_Sezione del documento_.

Scrivere, è annerire una pagina bianca; fare teatro, è illuminare una scatola nera. Tuttavia, di luci che illuminano il palcoscenico ne son rimaste ben poche: spettrali ed agghiaccianti le immagini dei foyers vuoti, delle platee deserte, dei sipari calati, testimoni di una realtà spietata che da un anno ha preso il sopravvento; il settore artistico è stato uno dei più colpiti dalla crisi economica causata dal Covid 19, trascinando alla deriva tutti i membri dei vari comparti.
D’altro canto il teatro rappresenta una grande famiglia i cui componenti sono pronti ad aiutarsi a vicenda, un perfetto connubio di ceselli e talento, ragion per cui i lavoratori non hanno ritenuto opportuno restare “Dietro le quinte“, entrando in scena e protestando attivamente all’esterno del Teatro Mercadante di Napoli :”Soltanto un atto di coraggio può accendere i riflettori sulla nostra condizione“, hanno dichiarato con ardore gli spiriti ribelli fuori ad uno dei luoghi simbolo della cultura classica :”Abbiamo deciso di partire da qui per l’attenzione ricevuta giorni fa dal direttore del Teatro, mostratosi sensibile al nostro disagio. Pertanto invitiamo Roberto Andò e tutti i lavoratori del Teatro di Napoli ad un confronto pubblico e ad esprimerci la loro solidarietà, come accaduto al Teatro Verdi di Padova ed in altre nazioni europee.
Siamo divenuti vittime di una vera e propria guerra tra i poveri, assistendo al declino della cultura ed al conseguente tramonto delle opportunità lavorative.

_Dati forniti_.
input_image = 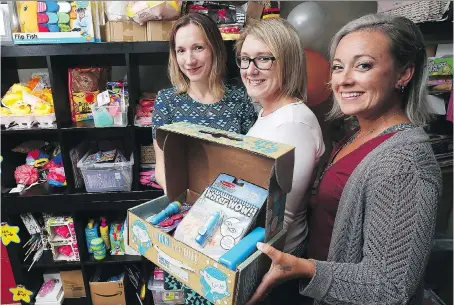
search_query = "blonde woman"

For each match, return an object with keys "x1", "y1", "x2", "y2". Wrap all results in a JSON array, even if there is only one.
[
  {"x1": 152, "y1": 13, "x2": 257, "y2": 190},
  {"x1": 236, "y1": 18, "x2": 325, "y2": 256},
  {"x1": 236, "y1": 18, "x2": 325, "y2": 304},
  {"x1": 248, "y1": 14, "x2": 442, "y2": 305}
]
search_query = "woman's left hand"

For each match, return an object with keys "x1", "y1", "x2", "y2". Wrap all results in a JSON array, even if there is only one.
[{"x1": 246, "y1": 243, "x2": 315, "y2": 305}]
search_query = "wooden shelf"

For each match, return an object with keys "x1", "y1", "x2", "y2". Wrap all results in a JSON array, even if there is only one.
[{"x1": 1, "y1": 41, "x2": 169, "y2": 57}]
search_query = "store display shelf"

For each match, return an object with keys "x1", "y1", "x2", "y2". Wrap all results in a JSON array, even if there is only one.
[
  {"x1": 0, "y1": 126, "x2": 58, "y2": 135},
  {"x1": 22, "y1": 250, "x2": 81, "y2": 270},
  {"x1": 62, "y1": 120, "x2": 132, "y2": 131},
  {"x1": 1, "y1": 41, "x2": 169, "y2": 57},
  {"x1": 2, "y1": 185, "x2": 163, "y2": 214},
  {"x1": 84, "y1": 254, "x2": 142, "y2": 265}
]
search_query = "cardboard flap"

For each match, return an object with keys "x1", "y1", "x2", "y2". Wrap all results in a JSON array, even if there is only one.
[
  {"x1": 156, "y1": 122, "x2": 294, "y2": 200},
  {"x1": 157, "y1": 122, "x2": 294, "y2": 159}
]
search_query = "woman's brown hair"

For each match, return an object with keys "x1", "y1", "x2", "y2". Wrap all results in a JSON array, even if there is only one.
[{"x1": 169, "y1": 13, "x2": 227, "y2": 97}]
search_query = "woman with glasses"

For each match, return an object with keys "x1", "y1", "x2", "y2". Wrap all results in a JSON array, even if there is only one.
[
  {"x1": 152, "y1": 13, "x2": 257, "y2": 305},
  {"x1": 236, "y1": 18, "x2": 325, "y2": 257},
  {"x1": 152, "y1": 13, "x2": 257, "y2": 190}
]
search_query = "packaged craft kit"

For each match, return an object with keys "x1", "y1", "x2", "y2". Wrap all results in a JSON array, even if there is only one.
[
  {"x1": 12, "y1": 1, "x2": 96, "y2": 44},
  {"x1": 128, "y1": 122, "x2": 294, "y2": 305}
]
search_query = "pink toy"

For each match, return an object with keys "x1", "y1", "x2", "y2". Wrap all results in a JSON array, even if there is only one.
[
  {"x1": 58, "y1": 245, "x2": 73, "y2": 257},
  {"x1": 55, "y1": 226, "x2": 70, "y2": 238},
  {"x1": 38, "y1": 279, "x2": 58, "y2": 297},
  {"x1": 14, "y1": 164, "x2": 38, "y2": 185}
]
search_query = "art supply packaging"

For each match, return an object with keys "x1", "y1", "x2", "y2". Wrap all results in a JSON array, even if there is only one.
[
  {"x1": 12, "y1": 1, "x2": 96, "y2": 44},
  {"x1": 128, "y1": 122, "x2": 294, "y2": 305},
  {"x1": 173, "y1": 174, "x2": 268, "y2": 261}
]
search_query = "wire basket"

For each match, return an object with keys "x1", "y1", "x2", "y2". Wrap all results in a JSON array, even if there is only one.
[
  {"x1": 377, "y1": 0, "x2": 450, "y2": 23},
  {"x1": 140, "y1": 145, "x2": 156, "y2": 164}
]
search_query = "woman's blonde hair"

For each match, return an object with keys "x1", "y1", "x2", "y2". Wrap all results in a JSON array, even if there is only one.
[
  {"x1": 168, "y1": 13, "x2": 227, "y2": 97},
  {"x1": 328, "y1": 14, "x2": 432, "y2": 125},
  {"x1": 235, "y1": 18, "x2": 307, "y2": 102}
]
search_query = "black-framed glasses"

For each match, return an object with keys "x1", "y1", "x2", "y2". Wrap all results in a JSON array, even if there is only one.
[{"x1": 236, "y1": 56, "x2": 276, "y2": 70}]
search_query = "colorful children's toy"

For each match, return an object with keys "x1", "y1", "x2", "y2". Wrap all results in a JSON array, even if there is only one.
[
  {"x1": 109, "y1": 222, "x2": 125, "y2": 255},
  {"x1": 13, "y1": 1, "x2": 95, "y2": 44}
]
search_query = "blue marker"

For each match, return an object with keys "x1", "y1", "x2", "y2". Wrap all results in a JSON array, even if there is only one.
[
  {"x1": 219, "y1": 227, "x2": 265, "y2": 271},
  {"x1": 195, "y1": 211, "x2": 222, "y2": 247},
  {"x1": 150, "y1": 201, "x2": 181, "y2": 226}
]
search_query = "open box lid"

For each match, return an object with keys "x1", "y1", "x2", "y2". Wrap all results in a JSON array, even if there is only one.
[{"x1": 156, "y1": 122, "x2": 294, "y2": 200}]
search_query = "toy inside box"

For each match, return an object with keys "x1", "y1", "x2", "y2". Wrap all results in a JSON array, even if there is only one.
[
  {"x1": 46, "y1": 216, "x2": 80, "y2": 261},
  {"x1": 13, "y1": 1, "x2": 95, "y2": 44},
  {"x1": 128, "y1": 122, "x2": 294, "y2": 305},
  {"x1": 35, "y1": 273, "x2": 64, "y2": 305}
]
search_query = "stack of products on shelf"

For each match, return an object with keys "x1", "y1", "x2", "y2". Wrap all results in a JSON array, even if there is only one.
[
  {"x1": 85, "y1": 217, "x2": 137, "y2": 260},
  {"x1": 77, "y1": 149, "x2": 134, "y2": 193},
  {"x1": 35, "y1": 273, "x2": 65, "y2": 305},
  {"x1": 148, "y1": 267, "x2": 184, "y2": 305},
  {"x1": 10, "y1": 141, "x2": 66, "y2": 193},
  {"x1": 0, "y1": 73, "x2": 56, "y2": 129},
  {"x1": 134, "y1": 92, "x2": 156, "y2": 126},
  {"x1": 91, "y1": 81, "x2": 129, "y2": 127},
  {"x1": 101, "y1": 1, "x2": 181, "y2": 41},
  {"x1": 186, "y1": 1, "x2": 246, "y2": 40},
  {"x1": 68, "y1": 68, "x2": 107, "y2": 122},
  {"x1": 9, "y1": 1, "x2": 100, "y2": 44},
  {"x1": 46, "y1": 216, "x2": 80, "y2": 261},
  {"x1": 128, "y1": 122, "x2": 294, "y2": 305}
]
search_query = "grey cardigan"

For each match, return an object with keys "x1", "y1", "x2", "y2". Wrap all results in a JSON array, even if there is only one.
[{"x1": 300, "y1": 128, "x2": 442, "y2": 305}]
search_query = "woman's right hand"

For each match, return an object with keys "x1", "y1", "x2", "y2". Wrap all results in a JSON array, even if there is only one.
[{"x1": 246, "y1": 243, "x2": 315, "y2": 305}]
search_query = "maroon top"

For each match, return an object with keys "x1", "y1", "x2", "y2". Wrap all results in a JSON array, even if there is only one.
[{"x1": 307, "y1": 130, "x2": 395, "y2": 261}]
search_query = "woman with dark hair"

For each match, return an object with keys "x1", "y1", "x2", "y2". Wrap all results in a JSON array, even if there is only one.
[
  {"x1": 248, "y1": 14, "x2": 441, "y2": 305},
  {"x1": 152, "y1": 13, "x2": 257, "y2": 305},
  {"x1": 152, "y1": 13, "x2": 257, "y2": 190}
]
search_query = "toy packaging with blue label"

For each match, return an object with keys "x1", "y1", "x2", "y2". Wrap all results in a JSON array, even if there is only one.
[
  {"x1": 128, "y1": 122, "x2": 294, "y2": 305},
  {"x1": 12, "y1": 1, "x2": 95, "y2": 44},
  {"x1": 173, "y1": 174, "x2": 268, "y2": 261}
]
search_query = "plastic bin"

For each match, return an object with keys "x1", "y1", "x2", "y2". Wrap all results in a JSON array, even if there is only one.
[
  {"x1": 148, "y1": 279, "x2": 184, "y2": 305},
  {"x1": 91, "y1": 104, "x2": 128, "y2": 127},
  {"x1": 77, "y1": 151, "x2": 134, "y2": 193}
]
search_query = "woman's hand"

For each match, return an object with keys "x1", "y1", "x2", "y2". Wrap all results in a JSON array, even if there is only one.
[{"x1": 246, "y1": 243, "x2": 315, "y2": 305}]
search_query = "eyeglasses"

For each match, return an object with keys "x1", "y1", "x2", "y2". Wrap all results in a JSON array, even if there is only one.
[{"x1": 236, "y1": 56, "x2": 276, "y2": 70}]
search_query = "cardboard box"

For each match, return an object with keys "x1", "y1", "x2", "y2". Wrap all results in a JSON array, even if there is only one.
[
  {"x1": 90, "y1": 267, "x2": 126, "y2": 305},
  {"x1": 13, "y1": 1, "x2": 95, "y2": 44},
  {"x1": 101, "y1": 21, "x2": 147, "y2": 42},
  {"x1": 128, "y1": 122, "x2": 294, "y2": 305},
  {"x1": 60, "y1": 270, "x2": 87, "y2": 299},
  {"x1": 147, "y1": 21, "x2": 176, "y2": 41}
]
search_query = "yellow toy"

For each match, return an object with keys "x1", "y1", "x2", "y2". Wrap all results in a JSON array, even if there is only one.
[
  {"x1": 17, "y1": 1, "x2": 39, "y2": 33},
  {"x1": 33, "y1": 102, "x2": 53, "y2": 115},
  {"x1": 0, "y1": 107, "x2": 11, "y2": 116},
  {"x1": 9, "y1": 101, "x2": 32, "y2": 115}
]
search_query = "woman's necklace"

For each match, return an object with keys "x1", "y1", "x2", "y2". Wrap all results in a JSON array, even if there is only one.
[{"x1": 350, "y1": 109, "x2": 401, "y2": 142}]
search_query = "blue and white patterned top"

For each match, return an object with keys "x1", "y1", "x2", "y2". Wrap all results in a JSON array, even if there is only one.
[{"x1": 152, "y1": 86, "x2": 257, "y2": 139}]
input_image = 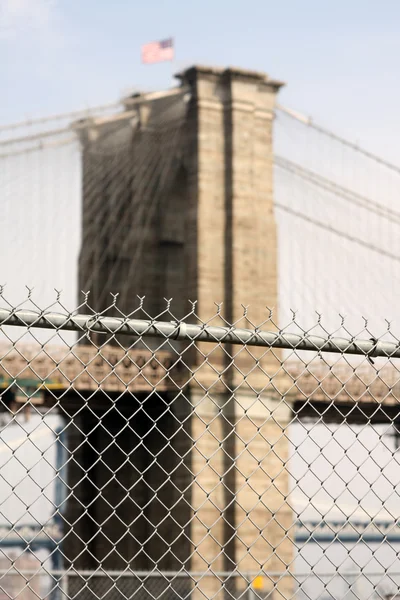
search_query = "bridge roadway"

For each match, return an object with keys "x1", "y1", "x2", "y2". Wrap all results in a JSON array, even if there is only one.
[{"x1": 0, "y1": 345, "x2": 400, "y2": 422}]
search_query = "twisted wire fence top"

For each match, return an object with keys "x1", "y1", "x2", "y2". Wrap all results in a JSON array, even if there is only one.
[{"x1": 0, "y1": 289, "x2": 400, "y2": 599}]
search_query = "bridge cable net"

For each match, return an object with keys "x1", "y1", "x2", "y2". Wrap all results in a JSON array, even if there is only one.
[
  {"x1": 0, "y1": 291, "x2": 400, "y2": 600},
  {"x1": 274, "y1": 108, "x2": 400, "y2": 346},
  {"x1": 0, "y1": 92, "x2": 400, "y2": 599}
]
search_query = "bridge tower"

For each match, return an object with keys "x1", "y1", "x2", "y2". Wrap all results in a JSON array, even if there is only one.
[{"x1": 70, "y1": 66, "x2": 292, "y2": 598}]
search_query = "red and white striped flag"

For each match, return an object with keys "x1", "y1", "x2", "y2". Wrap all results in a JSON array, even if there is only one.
[{"x1": 142, "y1": 38, "x2": 174, "y2": 64}]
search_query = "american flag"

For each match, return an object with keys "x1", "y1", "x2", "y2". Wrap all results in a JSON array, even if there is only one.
[{"x1": 142, "y1": 38, "x2": 174, "y2": 64}]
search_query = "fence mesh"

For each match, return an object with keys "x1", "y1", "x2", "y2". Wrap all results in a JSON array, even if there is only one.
[{"x1": 0, "y1": 293, "x2": 400, "y2": 600}]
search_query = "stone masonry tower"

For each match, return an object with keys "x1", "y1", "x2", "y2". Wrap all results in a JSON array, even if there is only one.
[{"x1": 71, "y1": 66, "x2": 293, "y2": 598}]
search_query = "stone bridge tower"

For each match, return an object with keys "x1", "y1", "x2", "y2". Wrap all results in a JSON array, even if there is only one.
[{"x1": 71, "y1": 66, "x2": 292, "y2": 598}]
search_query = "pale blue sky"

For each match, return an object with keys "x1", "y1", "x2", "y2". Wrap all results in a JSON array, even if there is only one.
[{"x1": 0, "y1": 0, "x2": 400, "y2": 162}]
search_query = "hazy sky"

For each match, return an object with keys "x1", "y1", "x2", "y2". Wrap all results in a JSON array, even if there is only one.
[{"x1": 0, "y1": 0, "x2": 400, "y2": 161}]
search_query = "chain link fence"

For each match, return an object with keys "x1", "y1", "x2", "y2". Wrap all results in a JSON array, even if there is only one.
[{"x1": 0, "y1": 293, "x2": 400, "y2": 600}]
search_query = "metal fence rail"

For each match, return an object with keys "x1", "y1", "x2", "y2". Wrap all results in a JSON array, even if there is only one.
[{"x1": 0, "y1": 296, "x2": 400, "y2": 600}]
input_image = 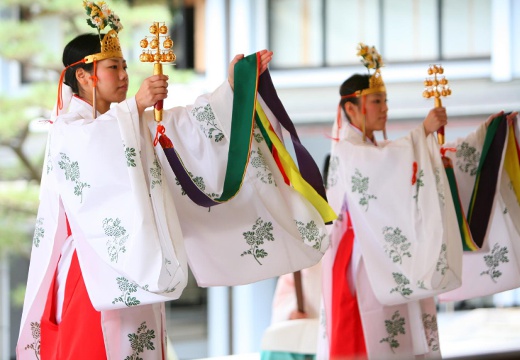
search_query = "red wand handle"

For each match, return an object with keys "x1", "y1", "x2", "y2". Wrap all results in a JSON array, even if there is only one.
[{"x1": 153, "y1": 62, "x2": 164, "y2": 122}]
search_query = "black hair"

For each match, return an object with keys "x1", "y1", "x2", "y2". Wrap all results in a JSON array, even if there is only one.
[
  {"x1": 339, "y1": 74, "x2": 370, "y2": 121},
  {"x1": 62, "y1": 34, "x2": 103, "y2": 94}
]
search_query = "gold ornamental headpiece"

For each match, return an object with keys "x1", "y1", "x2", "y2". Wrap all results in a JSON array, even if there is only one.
[
  {"x1": 83, "y1": 1, "x2": 123, "y2": 64},
  {"x1": 355, "y1": 43, "x2": 386, "y2": 97}
]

_Cosa si chiede_.
1) Ripeti senza modifiche il passo dell'articolo sui lavoratori del teatro che va da "Siamo divenuti vittime" fino a "delle opportunità lavorative.".
2) Fornisci il seguito dell'articolo sui lavoratori del teatro, riprendendo subito dopo la sua ultima frase.

_Risposte attese_.
1)
Siamo divenuti vittime di una vera e propria guerra tra i poveri, assistendo al declino della cultura ed al conseguente tramonto delle opportunità lavorative.

2)
Siamo da un anno privi di un salario, chi non possedeva entrate sufficienti non sapeva come tirare avanti. I sussidi economici giunti a seguito dello scoppio della pandemia non sono bastati a coprire le spese ed a garantire una stabilità economica, definendo chiara l’identità di classe di chi sta pagando il prezzo di questa crisi.
Non è stato stilato alcun protocollo volto ad attuare misure di sicurezza nei luoghi della cultura quali teatri e cinema, e mentre il virus si diffondeva nelle corsie degli ospedali la chiusura tout-court di specifici settori veniva vista come il solo paracadute disponibile per evitare il baratro.
I bonus distribuiti sempre al ribasso sono stati una mossa da baciapile per tutti coloro che in dodici mesi hanno ipotecato anni di lavoro, a fronte dei milioni di euro regalati ad enti e fondazioni: recente la notizia che la Fondazione Lirico Sinfonica San Carlo ha deciso di attivare la cassa integrazione per 320 persone, dopo aver percepito l’intero ammontare dei fondi pubblici ad esso destinati.
Non possiamo continuare ad imboccare la strada della prevenzione, piuttosto è opportuno un cambio di rotta partendo dall’autorganizzazione dal basso di lavoratrici e lavoratori di tanti settori.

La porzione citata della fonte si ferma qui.